■ LISTED ENTRIES:
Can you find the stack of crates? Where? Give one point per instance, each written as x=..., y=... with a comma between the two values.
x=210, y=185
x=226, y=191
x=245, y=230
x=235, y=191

■ GIVEN PROBLEM: Return each line of the entries above without changing anything.

■ EXERCISE SOLUTION:
Can you find the stack of crates? Where? Give one point per instance, each written as x=..., y=... with a comma between the two values.
x=210, y=185
x=226, y=191
x=245, y=230
x=235, y=191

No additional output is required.